--- START OF Data supplied ---
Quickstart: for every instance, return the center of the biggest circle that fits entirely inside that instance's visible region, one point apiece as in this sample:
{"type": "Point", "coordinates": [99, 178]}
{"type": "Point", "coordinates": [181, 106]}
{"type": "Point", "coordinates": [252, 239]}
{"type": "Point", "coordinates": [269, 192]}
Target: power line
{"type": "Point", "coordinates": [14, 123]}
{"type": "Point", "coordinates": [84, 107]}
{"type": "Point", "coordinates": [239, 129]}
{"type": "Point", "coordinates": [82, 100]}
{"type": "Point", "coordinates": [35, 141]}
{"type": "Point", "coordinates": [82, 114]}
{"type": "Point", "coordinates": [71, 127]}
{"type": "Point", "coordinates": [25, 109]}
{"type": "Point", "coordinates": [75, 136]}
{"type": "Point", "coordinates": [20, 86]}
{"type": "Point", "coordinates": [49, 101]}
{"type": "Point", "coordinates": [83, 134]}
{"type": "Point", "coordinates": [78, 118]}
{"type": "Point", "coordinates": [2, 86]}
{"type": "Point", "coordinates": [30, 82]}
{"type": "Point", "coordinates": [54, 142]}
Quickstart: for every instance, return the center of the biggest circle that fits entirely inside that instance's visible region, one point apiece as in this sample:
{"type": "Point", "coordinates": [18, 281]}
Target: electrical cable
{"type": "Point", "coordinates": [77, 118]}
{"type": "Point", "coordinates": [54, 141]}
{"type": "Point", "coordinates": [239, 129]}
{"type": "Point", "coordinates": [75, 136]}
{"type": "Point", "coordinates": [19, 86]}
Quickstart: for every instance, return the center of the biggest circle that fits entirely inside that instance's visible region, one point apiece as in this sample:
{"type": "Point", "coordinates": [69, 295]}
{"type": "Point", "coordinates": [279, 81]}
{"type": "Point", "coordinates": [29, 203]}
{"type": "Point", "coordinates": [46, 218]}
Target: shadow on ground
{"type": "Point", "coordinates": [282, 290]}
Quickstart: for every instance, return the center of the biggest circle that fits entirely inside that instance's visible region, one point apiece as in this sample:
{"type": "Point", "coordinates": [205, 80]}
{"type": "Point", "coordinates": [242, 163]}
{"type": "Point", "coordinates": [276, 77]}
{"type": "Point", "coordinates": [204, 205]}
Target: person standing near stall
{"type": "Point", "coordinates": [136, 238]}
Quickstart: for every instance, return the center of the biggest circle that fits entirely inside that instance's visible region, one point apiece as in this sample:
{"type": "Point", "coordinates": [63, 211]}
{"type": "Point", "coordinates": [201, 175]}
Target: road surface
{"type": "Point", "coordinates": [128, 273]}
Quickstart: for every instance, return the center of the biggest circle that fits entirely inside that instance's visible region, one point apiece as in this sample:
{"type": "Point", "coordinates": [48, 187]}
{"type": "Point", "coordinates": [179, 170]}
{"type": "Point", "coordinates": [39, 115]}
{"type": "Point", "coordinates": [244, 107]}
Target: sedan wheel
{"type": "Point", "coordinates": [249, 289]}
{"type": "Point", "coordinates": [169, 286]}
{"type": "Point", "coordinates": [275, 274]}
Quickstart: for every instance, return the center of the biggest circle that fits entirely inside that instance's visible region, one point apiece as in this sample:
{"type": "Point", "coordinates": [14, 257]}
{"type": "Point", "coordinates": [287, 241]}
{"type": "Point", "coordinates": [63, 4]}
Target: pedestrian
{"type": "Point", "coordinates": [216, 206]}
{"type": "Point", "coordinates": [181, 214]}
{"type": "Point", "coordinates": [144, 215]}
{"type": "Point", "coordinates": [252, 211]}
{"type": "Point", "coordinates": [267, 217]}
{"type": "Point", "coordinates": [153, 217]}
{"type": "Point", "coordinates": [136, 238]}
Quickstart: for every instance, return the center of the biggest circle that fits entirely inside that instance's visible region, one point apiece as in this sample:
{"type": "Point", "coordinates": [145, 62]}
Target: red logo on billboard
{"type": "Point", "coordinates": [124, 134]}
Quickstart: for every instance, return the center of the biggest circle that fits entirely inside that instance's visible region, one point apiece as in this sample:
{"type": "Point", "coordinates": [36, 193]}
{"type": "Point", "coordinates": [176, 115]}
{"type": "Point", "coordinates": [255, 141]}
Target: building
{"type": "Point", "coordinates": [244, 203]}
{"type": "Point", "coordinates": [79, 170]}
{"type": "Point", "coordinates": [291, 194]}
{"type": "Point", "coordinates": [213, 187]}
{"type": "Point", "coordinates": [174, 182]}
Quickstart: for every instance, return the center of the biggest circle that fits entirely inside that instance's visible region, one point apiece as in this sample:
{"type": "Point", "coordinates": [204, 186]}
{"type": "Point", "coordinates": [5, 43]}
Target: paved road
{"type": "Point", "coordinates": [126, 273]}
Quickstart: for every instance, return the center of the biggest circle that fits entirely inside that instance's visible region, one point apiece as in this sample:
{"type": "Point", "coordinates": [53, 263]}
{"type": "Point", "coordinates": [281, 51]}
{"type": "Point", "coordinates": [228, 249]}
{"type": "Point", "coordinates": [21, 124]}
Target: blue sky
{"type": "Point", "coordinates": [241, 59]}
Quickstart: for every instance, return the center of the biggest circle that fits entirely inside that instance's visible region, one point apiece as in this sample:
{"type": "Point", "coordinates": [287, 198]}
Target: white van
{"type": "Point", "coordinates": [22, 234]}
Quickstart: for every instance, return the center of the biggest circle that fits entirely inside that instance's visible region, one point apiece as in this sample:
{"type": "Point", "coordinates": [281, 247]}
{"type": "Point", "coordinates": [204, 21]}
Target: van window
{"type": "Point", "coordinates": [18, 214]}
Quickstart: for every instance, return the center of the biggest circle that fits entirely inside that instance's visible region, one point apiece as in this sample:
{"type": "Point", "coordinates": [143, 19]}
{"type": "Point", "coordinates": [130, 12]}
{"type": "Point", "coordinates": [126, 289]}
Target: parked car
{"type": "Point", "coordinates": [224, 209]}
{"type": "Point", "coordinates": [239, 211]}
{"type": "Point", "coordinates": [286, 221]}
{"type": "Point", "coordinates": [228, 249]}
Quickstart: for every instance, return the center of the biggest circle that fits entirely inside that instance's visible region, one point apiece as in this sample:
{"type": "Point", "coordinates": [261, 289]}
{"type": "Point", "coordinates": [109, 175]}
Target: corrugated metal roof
--- END OF Data supplied ---
**Written instruction:** Filter the lines above, keeping only those that contain the string "road".

**Reply to the task:**
Target: road surface
Target: paved road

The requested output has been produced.